## BEGIN Material provided

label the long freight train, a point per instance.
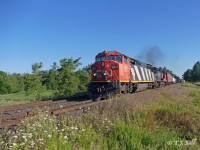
(115, 73)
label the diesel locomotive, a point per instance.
(114, 73)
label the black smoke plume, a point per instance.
(151, 55)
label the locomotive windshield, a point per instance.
(111, 57)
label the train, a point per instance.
(114, 73)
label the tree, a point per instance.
(67, 80)
(33, 82)
(53, 77)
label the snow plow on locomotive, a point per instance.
(114, 73)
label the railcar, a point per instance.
(115, 73)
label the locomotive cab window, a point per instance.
(111, 57)
(100, 58)
(119, 58)
(103, 58)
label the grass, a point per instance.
(115, 124)
(22, 97)
(197, 83)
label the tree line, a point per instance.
(65, 79)
(193, 75)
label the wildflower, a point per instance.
(65, 137)
(22, 144)
(15, 136)
(30, 135)
(40, 139)
(2, 142)
(32, 143)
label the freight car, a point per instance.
(115, 73)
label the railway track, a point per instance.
(14, 115)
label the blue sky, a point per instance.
(48, 30)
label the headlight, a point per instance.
(115, 67)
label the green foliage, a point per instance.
(164, 69)
(65, 79)
(33, 85)
(193, 75)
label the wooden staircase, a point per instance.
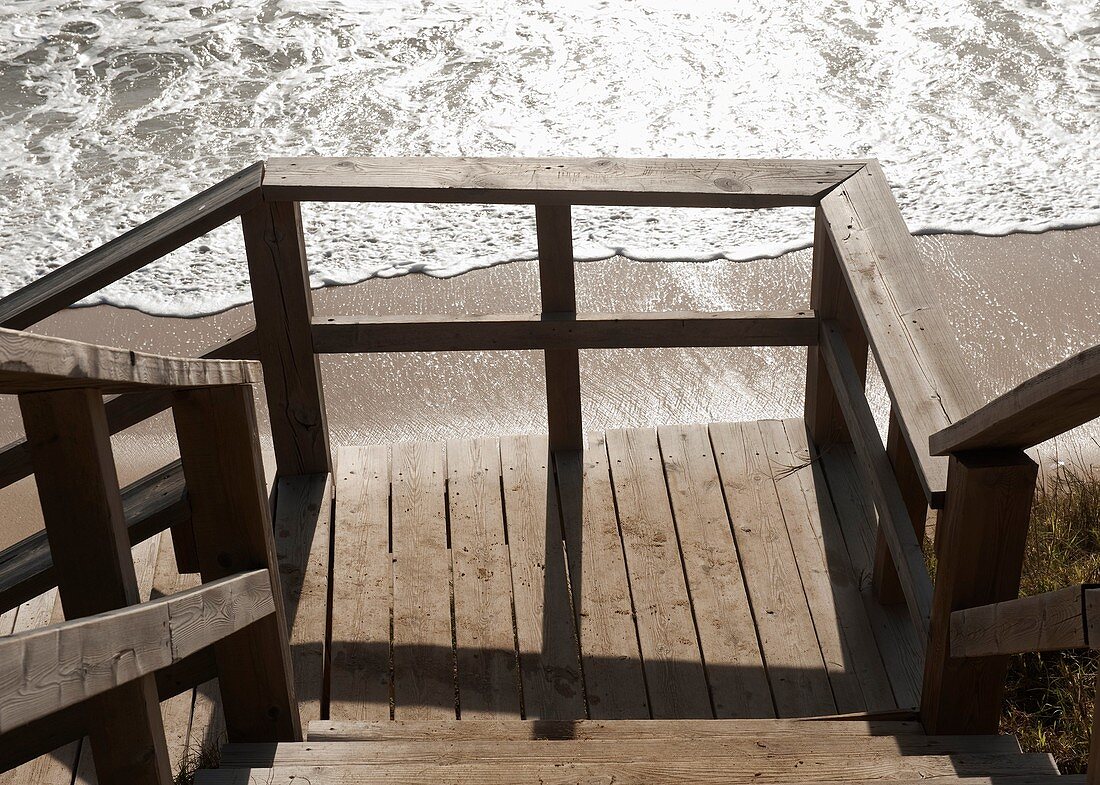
(629, 752)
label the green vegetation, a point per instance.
(1049, 697)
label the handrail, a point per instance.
(1066, 618)
(67, 663)
(1043, 407)
(32, 363)
(121, 256)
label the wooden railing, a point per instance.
(869, 295)
(97, 674)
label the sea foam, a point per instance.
(985, 115)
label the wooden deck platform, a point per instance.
(683, 572)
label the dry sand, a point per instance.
(1019, 305)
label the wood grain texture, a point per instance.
(614, 682)
(650, 181)
(557, 331)
(34, 363)
(550, 669)
(1041, 408)
(735, 672)
(486, 660)
(362, 586)
(795, 667)
(131, 251)
(917, 351)
(68, 663)
(675, 681)
(284, 307)
(894, 521)
(424, 654)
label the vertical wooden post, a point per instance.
(559, 296)
(831, 299)
(78, 487)
(985, 529)
(284, 307)
(884, 578)
(217, 432)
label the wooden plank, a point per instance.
(916, 349)
(844, 633)
(362, 586)
(32, 363)
(894, 521)
(562, 332)
(795, 669)
(732, 658)
(650, 181)
(675, 681)
(901, 648)
(550, 669)
(523, 730)
(985, 530)
(132, 251)
(78, 491)
(1043, 407)
(424, 655)
(284, 307)
(68, 663)
(611, 662)
(487, 666)
(845, 769)
(558, 288)
(303, 528)
(220, 450)
(149, 505)
(1043, 622)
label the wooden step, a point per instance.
(525, 730)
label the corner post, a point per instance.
(831, 299)
(78, 488)
(284, 310)
(985, 529)
(558, 284)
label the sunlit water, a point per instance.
(983, 113)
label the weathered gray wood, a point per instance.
(32, 363)
(558, 287)
(132, 251)
(284, 307)
(150, 506)
(57, 666)
(650, 181)
(985, 529)
(1043, 622)
(1041, 408)
(878, 474)
(556, 331)
(231, 518)
(916, 350)
(78, 491)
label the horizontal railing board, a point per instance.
(152, 240)
(127, 409)
(915, 347)
(519, 331)
(1043, 407)
(1067, 618)
(53, 667)
(150, 506)
(31, 363)
(878, 476)
(619, 181)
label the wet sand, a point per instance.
(1019, 303)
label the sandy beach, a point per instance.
(1019, 303)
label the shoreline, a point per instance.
(1019, 302)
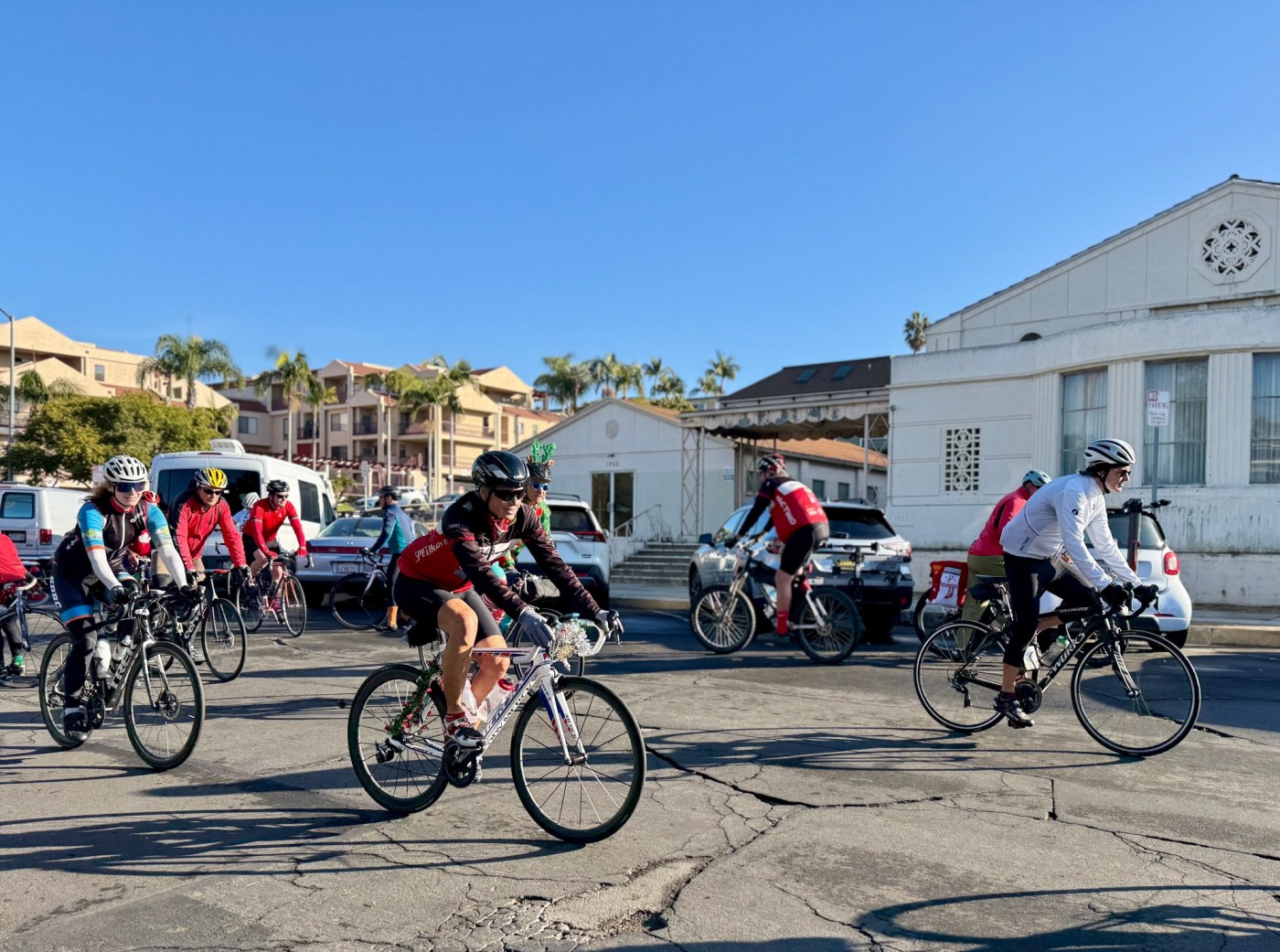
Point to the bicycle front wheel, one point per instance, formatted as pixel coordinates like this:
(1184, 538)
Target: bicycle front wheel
(396, 741)
(358, 602)
(591, 794)
(53, 696)
(928, 618)
(1142, 701)
(827, 625)
(293, 605)
(722, 619)
(249, 603)
(957, 673)
(223, 640)
(164, 705)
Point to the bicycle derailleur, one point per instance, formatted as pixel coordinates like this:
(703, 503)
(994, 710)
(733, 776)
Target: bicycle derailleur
(461, 766)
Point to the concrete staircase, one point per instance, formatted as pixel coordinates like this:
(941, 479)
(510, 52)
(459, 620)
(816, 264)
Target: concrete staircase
(656, 564)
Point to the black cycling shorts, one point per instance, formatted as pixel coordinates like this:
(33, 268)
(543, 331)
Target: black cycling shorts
(421, 602)
(802, 544)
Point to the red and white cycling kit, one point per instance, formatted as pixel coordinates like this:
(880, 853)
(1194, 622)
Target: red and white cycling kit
(265, 521)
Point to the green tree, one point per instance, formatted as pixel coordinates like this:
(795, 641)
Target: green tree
(653, 370)
(292, 374)
(914, 332)
(191, 358)
(68, 436)
(723, 368)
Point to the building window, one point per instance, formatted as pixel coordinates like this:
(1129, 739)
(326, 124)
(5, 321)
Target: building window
(960, 464)
(1180, 458)
(1264, 451)
(1084, 415)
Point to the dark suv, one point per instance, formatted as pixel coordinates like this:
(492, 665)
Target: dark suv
(854, 526)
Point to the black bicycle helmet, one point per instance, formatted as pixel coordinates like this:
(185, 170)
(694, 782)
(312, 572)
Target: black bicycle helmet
(499, 470)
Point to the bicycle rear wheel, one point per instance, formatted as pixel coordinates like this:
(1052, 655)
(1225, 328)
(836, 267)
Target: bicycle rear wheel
(827, 625)
(388, 737)
(1143, 701)
(223, 640)
(957, 673)
(592, 795)
(358, 602)
(293, 605)
(249, 603)
(164, 707)
(722, 619)
(53, 699)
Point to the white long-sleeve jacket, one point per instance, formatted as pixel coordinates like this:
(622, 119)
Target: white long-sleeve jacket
(1060, 513)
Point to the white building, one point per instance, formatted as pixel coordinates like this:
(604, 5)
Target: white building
(1187, 302)
(626, 460)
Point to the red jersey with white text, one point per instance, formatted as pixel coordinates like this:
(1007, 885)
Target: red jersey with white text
(791, 506)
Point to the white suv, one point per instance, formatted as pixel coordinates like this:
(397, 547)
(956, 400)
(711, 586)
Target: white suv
(580, 541)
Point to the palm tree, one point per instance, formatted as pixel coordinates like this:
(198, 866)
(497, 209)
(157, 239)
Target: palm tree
(565, 380)
(723, 368)
(914, 332)
(191, 358)
(317, 396)
(34, 390)
(653, 370)
(293, 375)
(604, 371)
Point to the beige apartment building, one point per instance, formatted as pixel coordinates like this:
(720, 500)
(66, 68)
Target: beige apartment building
(432, 447)
(95, 371)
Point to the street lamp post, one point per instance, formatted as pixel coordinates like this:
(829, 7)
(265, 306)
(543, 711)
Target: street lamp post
(13, 411)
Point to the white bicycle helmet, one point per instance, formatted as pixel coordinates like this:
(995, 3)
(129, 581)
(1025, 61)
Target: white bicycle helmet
(1109, 454)
(123, 468)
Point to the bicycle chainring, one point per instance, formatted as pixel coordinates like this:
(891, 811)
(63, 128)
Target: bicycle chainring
(1029, 695)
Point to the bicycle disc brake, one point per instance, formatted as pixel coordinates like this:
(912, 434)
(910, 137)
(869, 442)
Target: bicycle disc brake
(461, 766)
(1029, 695)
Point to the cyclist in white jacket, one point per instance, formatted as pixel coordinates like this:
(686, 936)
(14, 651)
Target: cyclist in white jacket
(1059, 516)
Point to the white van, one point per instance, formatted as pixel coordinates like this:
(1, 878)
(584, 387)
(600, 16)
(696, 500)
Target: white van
(37, 517)
(311, 493)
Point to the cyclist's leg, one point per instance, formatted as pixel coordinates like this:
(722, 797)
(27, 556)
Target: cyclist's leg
(488, 635)
(795, 553)
(988, 566)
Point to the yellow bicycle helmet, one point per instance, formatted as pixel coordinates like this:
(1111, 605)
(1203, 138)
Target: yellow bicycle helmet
(211, 477)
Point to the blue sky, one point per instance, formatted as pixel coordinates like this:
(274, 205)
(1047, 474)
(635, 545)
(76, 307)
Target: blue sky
(505, 180)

## END Material provided

# Task description:
The records above need to be restated word for word, with the pictures left out.

# Full answer:
label the long freight train, a point per instance.
(115, 73)
label the diesel locomotive, a point per instance.
(114, 73)
label the black smoke plume, a point per instance.
(151, 55)
label the locomotive windshield, a point per instance.
(111, 57)
label the train, a point per instance.
(114, 73)
label the tree, a point per instance.
(67, 80)
(33, 82)
(53, 77)
label the snow plow on locomotive, a point per instance.
(114, 73)
label the railcar, a point per instance.
(115, 73)
label the locomotive cab window, a point per instance.
(111, 57)
(100, 58)
(119, 58)
(103, 58)
label the grass, a point per instance.
(115, 124)
(22, 97)
(197, 83)
label the tree line, a point per instance.
(65, 79)
(193, 75)
label the wildflower, a point per instance.
(65, 137)
(22, 144)
(15, 136)
(30, 135)
(40, 139)
(2, 142)
(32, 143)
label the freight car, a point per instance.
(115, 73)
label the railway track, a point per instance.
(14, 115)
label the blue sky, a point per instance.
(48, 30)
label the headlight, a point per instance.
(115, 67)
label the green foliage, a point per instance.
(164, 69)
(65, 79)
(33, 85)
(193, 75)
label the wooden staircase, a point per instance.
(629, 752)
label the green vegetation, a point per instance.
(1049, 697)
label the handrail, a point per instance.
(1066, 618)
(67, 663)
(1043, 407)
(32, 363)
(121, 256)
label the wooden railing, a point per instance.
(869, 295)
(97, 674)
label the sea foam, a point per instance.
(985, 115)
label the wooden deck platform, a point per instance.
(683, 572)
label the dry sand, a point per instance.
(1019, 305)
label the wood grain texture, a point per instance.
(614, 682)
(650, 181)
(557, 331)
(34, 363)
(550, 669)
(1041, 408)
(735, 672)
(486, 660)
(362, 586)
(795, 667)
(131, 251)
(917, 351)
(68, 663)
(675, 681)
(284, 307)
(894, 521)
(424, 654)
label the vertical wooden post, a point per instance.
(559, 296)
(831, 299)
(78, 487)
(985, 529)
(284, 307)
(884, 578)
(217, 432)
label the wooden plank, a point per instance.
(916, 349)
(844, 633)
(362, 586)
(32, 363)
(894, 521)
(562, 332)
(795, 669)
(732, 658)
(650, 181)
(675, 681)
(901, 648)
(550, 669)
(523, 730)
(985, 530)
(132, 251)
(78, 491)
(1043, 407)
(424, 655)
(284, 307)
(68, 663)
(611, 662)
(487, 666)
(845, 769)
(558, 288)
(303, 528)
(220, 450)
(149, 505)
(1043, 622)
label the wooden step, a point per instance.
(525, 730)
label the corner post, a point per instance.
(831, 299)
(78, 488)
(284, 310)
(985, 529)
(558, 284)
label the sunlit water, a point per instance.
(983, 113)
label the weathered gray wood, a point per instance.
(32, 363)
(558, 287)
(132, 251)
(284, 307)
(150, 506)
(57, 666)
(650, 181)
(985, 529)
(1043, 622)
(1041, 408)
(878, 474)
(556, 331)
(231, 518)
(916, 350)
(78, 491)
label the horizontal railing board, a point per instance.
(152, 240)
(127, 409)
(915, 347)
(519, 331)
(1043, 407)
(1067, 618)
(53, 667)
(150, 506)
(31, 363)
(878, 476)
(619, 181)
label the wet sand, a point per instance.
(1019, 303)
label the sandy beach, a point per instance.
(1019, 303)
label the shoreline, a point per instance.
(1019, 302)
Point to the bicycle front wheel, one point per instance, formatted as pixel coordinates like this:
(1184, 538)
Target: bicycle front wheel
(396, 741)
(358, 602)
(591, 794)
(53, 696)
(928, 618)
(1142, 701)
(827, 625)
(293, 605)
(722, 619)
(249, 603)
(957, 673)
(223, 640)
(164, 705)
Point to the bicycle derailleur, one point per instance, formatted as pixel coordinates like this:
(703, 503)
(994, 710)
(733, 776)
Target: bicycle derailleur
(461, 766)
Point to the concrete staircase, one point per instance, formatted as pixel coordinates like this:
(941, 479)
(510, 52)
(459, 620)
(816, 264)
Target: concrete staircase
(656, 564)
Point to the black cycling shorts, one point per instance, formatted as pixel coordinates like this:
(33, 268)
(543, 331)
Target: black cycling shorts
(421, 602)
(802, 544)
Point to the red and white cycling kit, one point per instance, formatted as pixel coordinates like this:
(880, 853)
(1194, 622)
Target: red and white cycling kit
(265, 521)
Point to the green tree, one point per instance, formatted as pixel coordinates like this:
(795, 641)
Target: green tree
(653, 370)
(292, 374)
(914, 332)
(191, 358)
(68, 436)
(723, 368)
Point to the building window, one point per instance, formatted as pixel coordinates like this:
(1129, 739)
(326, 124)
(5, 321)
Target: building window
(960, 464)
(1180, 458)
(1264, 451)
(1084, 415)
Point to the dark suv, one point per instance, formatted as pixel coordinates like this:
(492, 665)
Target: dark suv
(854, 526)
Point to the black bicycle helmet, one point per instance, formatted as pixel coordinates like this:
(185, 170)
(694, 782)
(312, 572)
Target: black bicycle helmet
(499, 470)
Point to the bicycle rear wheel, one point per instance, formatted as pixel coordinates like this:
(1052, 655)
(1225, 328)
(836, 267)
Target: bicycle rear wheel
(827, 625)
(388, 737)
(1143, 701)
(223, 640)
(957, 673)
(592, 795)
(358, 602)
(293, 605)
(249, 603)
(164, 707)
(722, 619)
(53, 699)
Point to the white long-sleeve jacket, one point per instance, formatted as pixel coordinates like this:
(622, 119)
Target: white long-sleeve jacket
(1060, 513)
Point to the white building, one point per instance, formatted as pixel coordinates like this:
(604, 5)
Target: white building
(1187, 302)
(626, 460)
Point to the red jersey with white text, one point per instance, formatted as pixel coordinates like this:
(1007, 885)
Target: red jersey with white text
(791, 506)
Point to the white suv, one point per instance, formatted as pixel coordinates like this:
(397, 547)
(956, 400)
(711, 586)
Target: white suv
(580, 541)
Point to the palm tree, one point per instance, formatted as pixel coordinates like this:
(198, 866)
(497, 209)
(157, 239)
Target: palm tree
(565, 380)
(723, 368)
(914, 332)
(191, 358)
(317, 396)
(34, 390)
(653, 370)
(293, 375)
(604, 371)
Point to the beige apartment building, one point per instance, formatted as pixel coordinates like this:
(720, 500)
(66, 68)
Target: beige apartment building
(432, 447)
(95, 371)
Point to the street lamp post, one point per instance, formatted as pixel coordinates like this:
(829, 7)
(265, 306)
(543, 711)
Target: street lamp post
(13, 411)
Point to the white bicycle helmet, one point per instance, formatted as pixel coordinates like this:
(995, 3)
(129, 581)
(1025, 61)
Target: white bicycle helmet
(1109, 454)
(123, 468)
Point to the bicycle chainring, one point per instance, formatted as pixel coordinates like this:
(891, 811)
(63, 128)
Target: bicycle chainring
(1029, 695)
Point to the bicycle disc brake, one point per instance, formatted as pixel coordinates like this:
(912, 434)
(910, 137)
(869, 442)
Target: bicycle disc brake
(461, 766)
(1029, 695)
Point to the cyclist in white jacket, one point per instance, formatted as pixel coordinates like this:
(686, 936)
(14, 651)
Target: cyclist in white jacket
(1059, 516)
Point to the white van, one point per instance, formatted as pixel coordinates like this:
(1, 878)
(584, 387)
(600, 16)
(696, 500)
Target: white van
(37, 517)
(311, 493)
Point to the cyclist's leg, one point per instance, formatted as pixel coordinates like this:
(722, 797)
(27, 556)
Target: cyclist's leg
(488, 635)
(795, 553)
(988, 566)
Point to the yellow bicycle helmet, one point per instance, formatted as pixel coordinates like this:
(1111, 605)
(1203, 138)
Target: yellow bicycle helmet
(211, 477)
Point to the blue sky, one point per instance, formatted as pixel coordinates like this:
(274, 205)
(1047, 474)
(635, 545)
(76, 307)
Target: blue sky
(505, 180)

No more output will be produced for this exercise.